%%
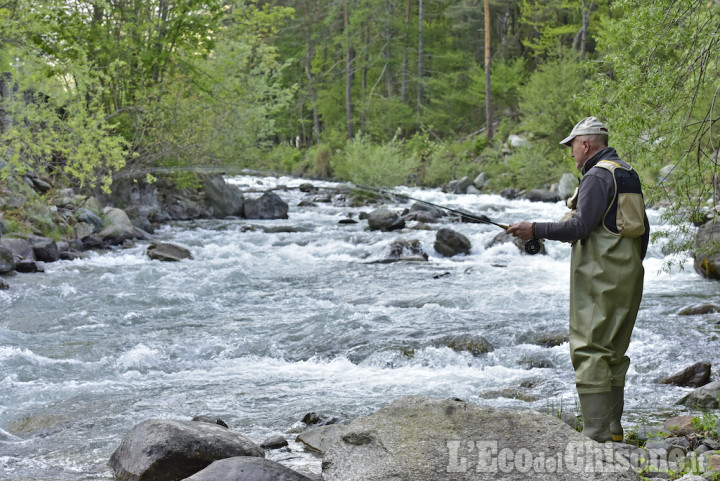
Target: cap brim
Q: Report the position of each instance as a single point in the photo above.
(568, 140)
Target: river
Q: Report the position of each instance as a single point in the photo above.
(277, 318)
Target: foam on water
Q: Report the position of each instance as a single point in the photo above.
(274, 319)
%%
▶ _Given instruction_
Print all of the data above word for word, leaving the picture out of your answer.

▶ _Worked solution_
Target: cap brim
Q: Report the position of each instance as a single point in the photo above.
(568, 140)
Target: river
Q: Report the position of each instance as a single point in the photo above.
(277, 318)
Target: foam on water
Q: Report the position of each instance as a single point in the photo above.
(274, 319)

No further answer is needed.